▶ [DIRECTIVE]: Copy the data verbatim, from its beginning through the line containing "column 46, row 124", including that line. Leave the pictures out.

▶ [STORED RECORDS]:
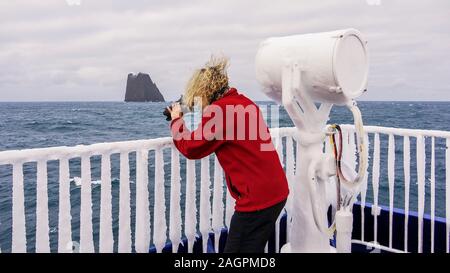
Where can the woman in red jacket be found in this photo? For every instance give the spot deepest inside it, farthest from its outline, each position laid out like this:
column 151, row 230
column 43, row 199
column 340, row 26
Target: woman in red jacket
column 233, row 128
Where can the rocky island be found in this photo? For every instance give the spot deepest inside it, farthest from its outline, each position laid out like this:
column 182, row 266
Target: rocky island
column 140, row 87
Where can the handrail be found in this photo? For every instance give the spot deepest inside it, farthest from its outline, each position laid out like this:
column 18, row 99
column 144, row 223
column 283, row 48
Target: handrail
column 216, row 205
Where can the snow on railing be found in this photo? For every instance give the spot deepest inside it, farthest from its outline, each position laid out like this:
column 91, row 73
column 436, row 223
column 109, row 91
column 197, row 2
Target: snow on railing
column 171, row 204
column 415, row 191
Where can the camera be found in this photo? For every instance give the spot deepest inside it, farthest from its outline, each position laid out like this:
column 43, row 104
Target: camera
column 167, row 113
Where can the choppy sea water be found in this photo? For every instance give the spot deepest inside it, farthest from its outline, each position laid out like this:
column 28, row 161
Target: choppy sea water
column 46, row 124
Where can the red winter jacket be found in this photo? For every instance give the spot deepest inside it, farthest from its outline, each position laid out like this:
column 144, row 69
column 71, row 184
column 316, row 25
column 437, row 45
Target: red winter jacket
column 254, row 175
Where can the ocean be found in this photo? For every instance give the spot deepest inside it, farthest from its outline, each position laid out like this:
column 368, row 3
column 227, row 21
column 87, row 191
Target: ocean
column 25, row 125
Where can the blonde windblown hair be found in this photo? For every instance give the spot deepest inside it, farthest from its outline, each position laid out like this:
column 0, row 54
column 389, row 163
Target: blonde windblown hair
column 209, row 82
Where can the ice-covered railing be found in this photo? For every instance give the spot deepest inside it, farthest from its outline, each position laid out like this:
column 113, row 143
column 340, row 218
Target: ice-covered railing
column 407, row 180
column 176, row 198
column 187, row 206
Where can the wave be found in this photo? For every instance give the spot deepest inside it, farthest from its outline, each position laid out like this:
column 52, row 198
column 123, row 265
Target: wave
column 77, row 181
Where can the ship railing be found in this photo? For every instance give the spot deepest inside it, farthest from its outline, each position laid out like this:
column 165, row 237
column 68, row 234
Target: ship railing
column 168, row 205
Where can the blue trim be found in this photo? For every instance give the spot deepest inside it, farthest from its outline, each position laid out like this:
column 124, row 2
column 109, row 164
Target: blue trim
column 383, row 232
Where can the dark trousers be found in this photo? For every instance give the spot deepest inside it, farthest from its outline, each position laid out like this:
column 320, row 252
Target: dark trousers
column 250, row 231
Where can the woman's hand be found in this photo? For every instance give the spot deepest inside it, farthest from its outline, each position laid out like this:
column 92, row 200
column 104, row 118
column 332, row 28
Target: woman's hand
column 175, row 112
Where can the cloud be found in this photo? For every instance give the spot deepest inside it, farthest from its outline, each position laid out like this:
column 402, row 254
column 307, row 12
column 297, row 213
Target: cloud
column 50, row 50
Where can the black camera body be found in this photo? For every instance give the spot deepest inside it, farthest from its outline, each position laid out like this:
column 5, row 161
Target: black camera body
column 167, row 113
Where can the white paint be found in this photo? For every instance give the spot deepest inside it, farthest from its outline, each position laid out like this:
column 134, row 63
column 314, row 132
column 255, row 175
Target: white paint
column 375, row 183
column 190, row 221
column 159, row 224
column 218, row 204
column 296, row 71
column 142, row 241
column 42, row 228
column 64, row 224
column 175, row 200
column 19, row 241
column 421, row 189
column 344, row 227
column 391, row 180
column 406, row 169
column 64, row 216
column 433, row 193
column 205, row 205
column 106, row 244
column 86, row 236
column 124, row 205
column 334, row 64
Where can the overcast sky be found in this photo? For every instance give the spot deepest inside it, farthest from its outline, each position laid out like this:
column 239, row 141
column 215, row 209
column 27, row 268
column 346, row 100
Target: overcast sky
column 58, row 50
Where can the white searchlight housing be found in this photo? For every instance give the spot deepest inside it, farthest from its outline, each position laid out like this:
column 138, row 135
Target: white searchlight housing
column 299, row 71
column 334, row 65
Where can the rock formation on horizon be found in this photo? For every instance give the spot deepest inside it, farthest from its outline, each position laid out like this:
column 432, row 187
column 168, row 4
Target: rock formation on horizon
column 140, row 87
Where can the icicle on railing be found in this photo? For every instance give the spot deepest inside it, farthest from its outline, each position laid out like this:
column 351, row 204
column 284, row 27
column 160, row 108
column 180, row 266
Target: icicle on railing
column 391, row 180
column 433, row 192
column 106, row 244
column 18, row 207
column 364, row 186
column 86, row 236
column 447, row 194
column 420, row 149
column 190, row 217
column 124, row 205
column 175, row 197
column 42, row 228
column 229, row 208
column 142, row 229
column 159, row 215
column 205, row 205
column 64, row 216
column 375, row 185
column 290, row 178
column 218, row 208
column 406, row 166
column 279, row 147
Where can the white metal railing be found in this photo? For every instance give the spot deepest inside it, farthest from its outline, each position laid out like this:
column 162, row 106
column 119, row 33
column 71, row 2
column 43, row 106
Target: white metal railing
column 415, row 194
column 156, row 224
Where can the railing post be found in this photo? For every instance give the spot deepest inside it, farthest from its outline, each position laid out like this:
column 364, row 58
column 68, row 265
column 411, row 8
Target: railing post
column 420, row 149
column 218, row 206
column 42, row 228
column 142, row 228
column 86, row 236
column 447, row 193
column 375, row 185
column 205, row 205
column 159, row 217
column 391, row 181
column 106, row 244
column 190, row 216
column 433, row 192
column 64, row 216
column 406, row 169
column 19, row 241
column 175, row 197
column 124, row 206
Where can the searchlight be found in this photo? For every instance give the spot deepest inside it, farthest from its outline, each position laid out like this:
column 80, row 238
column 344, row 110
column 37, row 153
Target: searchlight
column 297, row 72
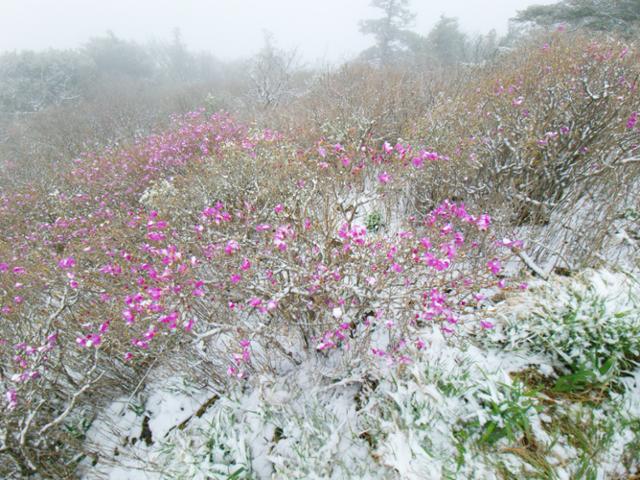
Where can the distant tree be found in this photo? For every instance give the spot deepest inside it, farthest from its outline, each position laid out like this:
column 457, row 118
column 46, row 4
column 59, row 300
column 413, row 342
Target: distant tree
column 31, row 81
column 446, row 41
column 482, row 47
column 603, row 15
column 270, row 73
column 393, row 38
column 116, row 57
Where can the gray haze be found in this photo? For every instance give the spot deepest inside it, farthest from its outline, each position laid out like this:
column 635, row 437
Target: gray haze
column 320, row 30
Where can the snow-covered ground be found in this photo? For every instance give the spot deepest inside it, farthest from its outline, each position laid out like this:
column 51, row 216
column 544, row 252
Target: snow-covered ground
column 553, row 391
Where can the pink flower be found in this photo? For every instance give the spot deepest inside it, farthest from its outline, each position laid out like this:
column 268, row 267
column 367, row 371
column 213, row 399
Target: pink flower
column 67, row 263
column 12, row 399
column 255, row 302
column 494, row 266
column 483, row 222
column 232, row 247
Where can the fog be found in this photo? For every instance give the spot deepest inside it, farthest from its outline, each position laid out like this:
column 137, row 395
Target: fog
column 320, row 30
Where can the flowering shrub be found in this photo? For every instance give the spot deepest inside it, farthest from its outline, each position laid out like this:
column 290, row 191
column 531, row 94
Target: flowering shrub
column 547, row 136
column 250, row 243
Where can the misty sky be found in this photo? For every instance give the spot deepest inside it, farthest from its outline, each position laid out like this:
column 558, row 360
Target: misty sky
column 320, row 30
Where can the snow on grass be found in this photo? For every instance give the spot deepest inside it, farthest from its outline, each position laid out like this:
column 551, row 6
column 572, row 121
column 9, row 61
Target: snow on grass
column 474, row 406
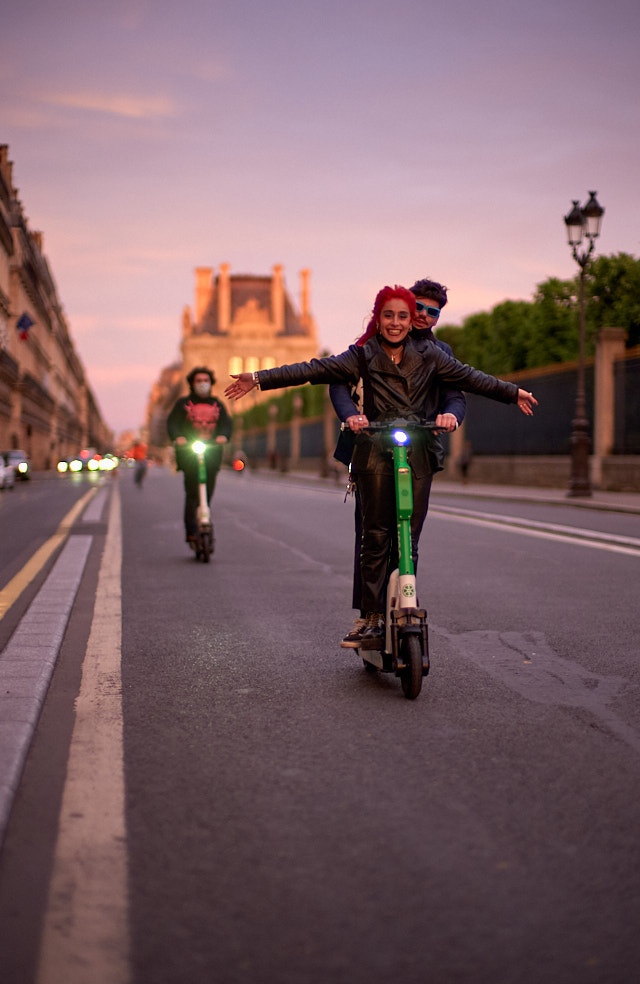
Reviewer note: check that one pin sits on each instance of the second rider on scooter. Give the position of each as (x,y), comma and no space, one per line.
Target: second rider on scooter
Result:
(398,380)
(198,416)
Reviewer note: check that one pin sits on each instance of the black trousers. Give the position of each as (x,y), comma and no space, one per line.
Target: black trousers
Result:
(192,495)
(376,548)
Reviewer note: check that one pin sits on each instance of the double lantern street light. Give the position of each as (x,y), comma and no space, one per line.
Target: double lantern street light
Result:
(582,223)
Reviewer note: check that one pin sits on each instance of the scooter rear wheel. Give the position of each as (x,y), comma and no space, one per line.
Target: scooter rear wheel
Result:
(206,546)
(411,676)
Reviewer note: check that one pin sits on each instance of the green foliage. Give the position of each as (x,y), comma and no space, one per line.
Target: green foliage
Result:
(615,295)
(518,335)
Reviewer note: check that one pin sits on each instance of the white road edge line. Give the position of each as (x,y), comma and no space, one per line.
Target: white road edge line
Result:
(86,931)
(540,534)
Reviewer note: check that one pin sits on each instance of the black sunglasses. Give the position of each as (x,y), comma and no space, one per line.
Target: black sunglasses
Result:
(432,312)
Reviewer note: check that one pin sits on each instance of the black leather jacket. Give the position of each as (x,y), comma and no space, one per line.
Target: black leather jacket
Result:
(403,390)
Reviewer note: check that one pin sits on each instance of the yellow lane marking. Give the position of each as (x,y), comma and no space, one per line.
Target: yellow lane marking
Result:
(12,591)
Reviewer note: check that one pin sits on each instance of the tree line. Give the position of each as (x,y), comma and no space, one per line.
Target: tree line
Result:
(518,335)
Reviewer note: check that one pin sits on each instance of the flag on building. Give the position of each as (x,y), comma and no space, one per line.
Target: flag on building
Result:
(23,324)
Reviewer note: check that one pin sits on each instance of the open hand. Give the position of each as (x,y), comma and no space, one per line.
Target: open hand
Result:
(243,384)
(356,423)
(526,402)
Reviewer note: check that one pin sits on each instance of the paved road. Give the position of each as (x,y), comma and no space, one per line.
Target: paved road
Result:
(290,818)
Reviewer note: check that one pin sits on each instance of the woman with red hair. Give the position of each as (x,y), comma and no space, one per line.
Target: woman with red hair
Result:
(397,380)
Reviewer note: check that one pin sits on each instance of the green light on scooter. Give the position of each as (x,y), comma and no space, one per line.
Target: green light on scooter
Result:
(400,437)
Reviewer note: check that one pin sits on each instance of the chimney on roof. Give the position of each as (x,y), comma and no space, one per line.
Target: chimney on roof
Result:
(277,298)
(224,298)
(305,313)
(203,291)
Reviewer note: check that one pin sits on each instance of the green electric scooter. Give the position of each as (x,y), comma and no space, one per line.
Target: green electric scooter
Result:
(204,544)
(405,649)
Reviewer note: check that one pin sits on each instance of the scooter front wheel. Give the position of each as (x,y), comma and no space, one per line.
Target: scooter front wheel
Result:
(204,547)
(411,675)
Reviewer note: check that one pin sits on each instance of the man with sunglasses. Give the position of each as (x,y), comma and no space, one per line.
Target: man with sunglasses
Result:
(446,407)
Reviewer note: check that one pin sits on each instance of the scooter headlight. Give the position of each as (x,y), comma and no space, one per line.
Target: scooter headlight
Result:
(400,437)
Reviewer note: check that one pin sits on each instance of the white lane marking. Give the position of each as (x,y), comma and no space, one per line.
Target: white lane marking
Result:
(545,531)
(93,514)
(86,933)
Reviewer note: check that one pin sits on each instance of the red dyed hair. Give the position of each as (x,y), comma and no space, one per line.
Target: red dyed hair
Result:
(383,297)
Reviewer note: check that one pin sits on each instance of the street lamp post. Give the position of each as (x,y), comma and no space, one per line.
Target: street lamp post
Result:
(582,222)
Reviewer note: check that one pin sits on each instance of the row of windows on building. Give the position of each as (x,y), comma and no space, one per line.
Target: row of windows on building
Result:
(251,364)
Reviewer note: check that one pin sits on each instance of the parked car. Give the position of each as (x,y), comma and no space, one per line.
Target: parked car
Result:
(7,473)
(21,462)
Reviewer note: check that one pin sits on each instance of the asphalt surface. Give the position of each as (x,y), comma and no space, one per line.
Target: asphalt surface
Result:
(293,820)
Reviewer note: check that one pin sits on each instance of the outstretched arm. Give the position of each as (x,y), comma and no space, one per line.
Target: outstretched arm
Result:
(244,383)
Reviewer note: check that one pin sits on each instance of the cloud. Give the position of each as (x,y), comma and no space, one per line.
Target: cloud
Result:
(127,105)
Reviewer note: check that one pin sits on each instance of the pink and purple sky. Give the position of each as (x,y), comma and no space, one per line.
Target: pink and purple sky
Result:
(372,142)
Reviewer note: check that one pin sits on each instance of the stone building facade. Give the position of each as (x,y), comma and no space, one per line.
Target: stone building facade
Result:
(47,407)
(239,323)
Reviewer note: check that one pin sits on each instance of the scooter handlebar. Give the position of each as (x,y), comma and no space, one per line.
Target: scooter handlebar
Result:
(390,425)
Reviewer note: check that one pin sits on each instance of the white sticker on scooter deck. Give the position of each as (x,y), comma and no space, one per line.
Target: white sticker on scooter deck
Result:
(407,590)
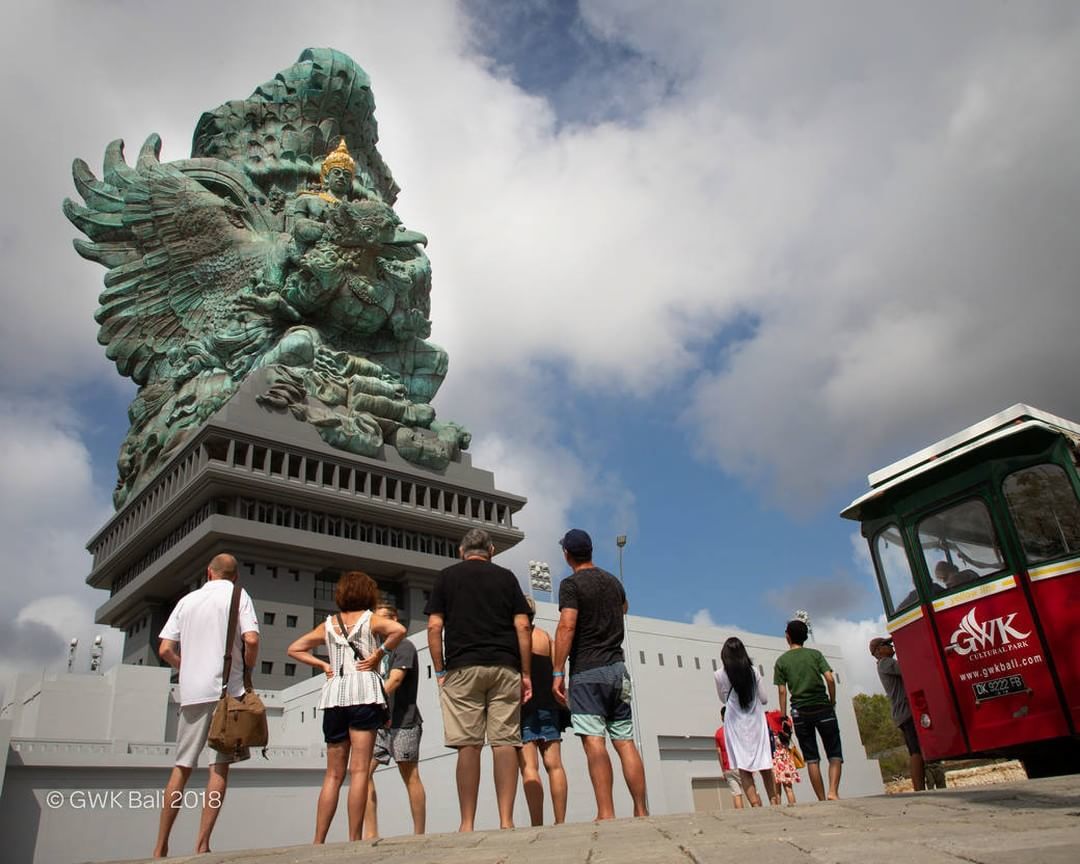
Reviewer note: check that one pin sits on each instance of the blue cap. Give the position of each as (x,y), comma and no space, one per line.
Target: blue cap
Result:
(577,542)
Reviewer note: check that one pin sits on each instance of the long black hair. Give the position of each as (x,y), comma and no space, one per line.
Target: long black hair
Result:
(740,671)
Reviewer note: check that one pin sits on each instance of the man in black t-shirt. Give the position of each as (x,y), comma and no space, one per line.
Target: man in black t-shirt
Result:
(401,741)
(592,605)
(485,677)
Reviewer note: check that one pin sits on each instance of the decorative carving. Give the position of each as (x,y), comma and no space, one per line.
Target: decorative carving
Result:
(273,246)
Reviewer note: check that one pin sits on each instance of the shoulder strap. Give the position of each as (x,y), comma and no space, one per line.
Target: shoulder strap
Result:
(230,637)
(345,635)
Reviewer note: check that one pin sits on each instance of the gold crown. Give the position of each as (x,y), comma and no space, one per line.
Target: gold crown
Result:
(339,159)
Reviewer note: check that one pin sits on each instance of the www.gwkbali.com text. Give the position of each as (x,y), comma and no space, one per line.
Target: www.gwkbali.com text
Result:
(998,669)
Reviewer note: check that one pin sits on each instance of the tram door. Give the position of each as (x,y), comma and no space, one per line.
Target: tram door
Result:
(926,677)
(1045,516)
(985,628)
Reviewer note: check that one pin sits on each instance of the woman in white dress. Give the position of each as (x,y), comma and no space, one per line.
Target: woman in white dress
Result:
(352,702)
(745,729)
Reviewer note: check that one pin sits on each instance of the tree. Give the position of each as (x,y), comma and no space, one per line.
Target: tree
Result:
(880,737)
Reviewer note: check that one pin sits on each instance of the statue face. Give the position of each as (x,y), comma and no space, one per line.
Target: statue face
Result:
(338,180)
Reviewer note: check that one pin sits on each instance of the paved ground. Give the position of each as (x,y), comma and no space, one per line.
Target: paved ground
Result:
(1035,822)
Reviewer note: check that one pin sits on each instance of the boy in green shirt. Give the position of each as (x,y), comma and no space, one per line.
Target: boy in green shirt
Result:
(800,671)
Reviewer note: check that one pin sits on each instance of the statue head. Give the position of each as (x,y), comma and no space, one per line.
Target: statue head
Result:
(338,171)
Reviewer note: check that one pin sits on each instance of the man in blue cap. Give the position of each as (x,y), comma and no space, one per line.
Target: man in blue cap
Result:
(592,605)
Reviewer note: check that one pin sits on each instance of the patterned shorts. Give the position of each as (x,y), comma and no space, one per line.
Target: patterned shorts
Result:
(401,744)
(599,702)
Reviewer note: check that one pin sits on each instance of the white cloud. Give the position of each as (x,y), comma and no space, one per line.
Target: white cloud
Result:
(853,638)
(51,507)
(885,199)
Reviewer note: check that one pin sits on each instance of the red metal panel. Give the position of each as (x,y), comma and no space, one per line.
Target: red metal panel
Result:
(1055,590)
(927,686)
(998,666)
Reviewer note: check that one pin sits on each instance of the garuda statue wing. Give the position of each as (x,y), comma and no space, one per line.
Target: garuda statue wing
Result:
(178,254)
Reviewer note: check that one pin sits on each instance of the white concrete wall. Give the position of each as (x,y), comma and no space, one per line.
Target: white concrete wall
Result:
(81,734)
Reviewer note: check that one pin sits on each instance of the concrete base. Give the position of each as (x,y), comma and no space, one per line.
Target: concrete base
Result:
(1035,821)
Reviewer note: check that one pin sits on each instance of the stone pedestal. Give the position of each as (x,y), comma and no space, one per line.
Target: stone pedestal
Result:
(296,513)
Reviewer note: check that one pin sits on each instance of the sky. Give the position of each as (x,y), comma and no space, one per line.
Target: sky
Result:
(700,267)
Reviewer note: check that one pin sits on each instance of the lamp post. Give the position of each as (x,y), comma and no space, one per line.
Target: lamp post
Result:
(96,655)
(620,541)
(540,577)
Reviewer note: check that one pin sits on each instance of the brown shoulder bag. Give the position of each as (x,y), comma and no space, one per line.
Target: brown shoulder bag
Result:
(238,724)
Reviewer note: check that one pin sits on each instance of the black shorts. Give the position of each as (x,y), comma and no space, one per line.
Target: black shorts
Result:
(823,721)
(910,737)
(338,721)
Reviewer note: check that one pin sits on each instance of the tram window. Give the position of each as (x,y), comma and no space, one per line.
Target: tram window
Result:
(1045,512)
(959,545)
(895,572)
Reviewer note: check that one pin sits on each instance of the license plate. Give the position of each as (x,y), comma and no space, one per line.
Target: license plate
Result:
(998,687)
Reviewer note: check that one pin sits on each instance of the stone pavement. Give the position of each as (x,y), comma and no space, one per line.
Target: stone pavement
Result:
(1034,822)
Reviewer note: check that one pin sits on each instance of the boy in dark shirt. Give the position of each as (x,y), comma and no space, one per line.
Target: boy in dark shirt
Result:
(401,741)
(592,605)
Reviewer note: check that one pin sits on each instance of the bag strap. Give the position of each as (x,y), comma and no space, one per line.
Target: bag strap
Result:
(230,637)
(345,634)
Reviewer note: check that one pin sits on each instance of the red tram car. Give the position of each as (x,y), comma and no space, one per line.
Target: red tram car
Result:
(976,545)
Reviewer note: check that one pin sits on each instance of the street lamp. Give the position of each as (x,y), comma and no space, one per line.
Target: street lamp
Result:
(96,655)
(620,541)
(540,576)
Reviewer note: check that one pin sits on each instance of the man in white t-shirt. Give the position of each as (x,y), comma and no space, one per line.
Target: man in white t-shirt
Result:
(197,628)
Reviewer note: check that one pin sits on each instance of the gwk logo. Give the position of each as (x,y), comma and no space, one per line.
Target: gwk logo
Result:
(974,636)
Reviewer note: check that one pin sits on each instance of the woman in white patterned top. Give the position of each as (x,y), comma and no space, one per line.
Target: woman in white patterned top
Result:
(352,701)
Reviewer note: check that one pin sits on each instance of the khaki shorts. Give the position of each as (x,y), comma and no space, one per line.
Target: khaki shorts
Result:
(191,733)
(482,702)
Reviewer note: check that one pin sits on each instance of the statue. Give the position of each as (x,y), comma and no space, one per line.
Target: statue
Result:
(274,247)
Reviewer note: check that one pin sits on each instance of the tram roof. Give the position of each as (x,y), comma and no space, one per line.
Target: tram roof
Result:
(1011,421)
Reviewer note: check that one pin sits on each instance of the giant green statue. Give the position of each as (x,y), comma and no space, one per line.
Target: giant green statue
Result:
(275,247)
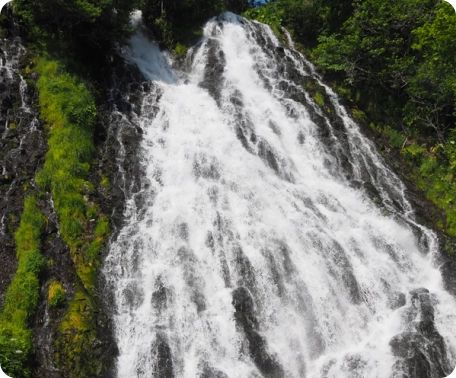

▶ [REPLY TO THE TASK]:
Where can the woman in red jacket be found in this photo? For every instance give the spot deepest inside it, farthest from its outline, each position laid out like this:
column 151, row 230
column 43, row 199
column 340, row 26
Target: woman in red jacket
column 233, row 128
Where can the rocky island be found in this photo? For every instance give the spot deepest inside it, farthest from its outline, each position laid out like this:
column 182, row 266
Target: rocky island
column 140, row 87
Where can the handrail be found in this photo? For every instance give the spot deepest inside it, farthest from its outline, each position laid out like this:
column 18, row 99
column 144, row 223
column 283, row 48
Target: handrail
column 216, row 205
Where can the snow on railing be found in this photo? For every instance give the spot deepest inside it, farthest from its outline, each position laid out like this:
column 91, row 73
column 436, row 223
column 109, row 91
column 197, row 2
Target: snow on railing
column 171, row 204
column 415, row 191
Where can the camera be found in this photo? For every instance give the spot deepest inside it, farthest from its outline, each position laid out like this:
column 43, row 104
Target: camera
column 167, row 113
Where can the choppy sea water be found in this photo? For every instance give the spot deepest inside it, farthest from its outline, each position laid out like this:
column 28, row 161
Target: choppy sea water
column 46, row 124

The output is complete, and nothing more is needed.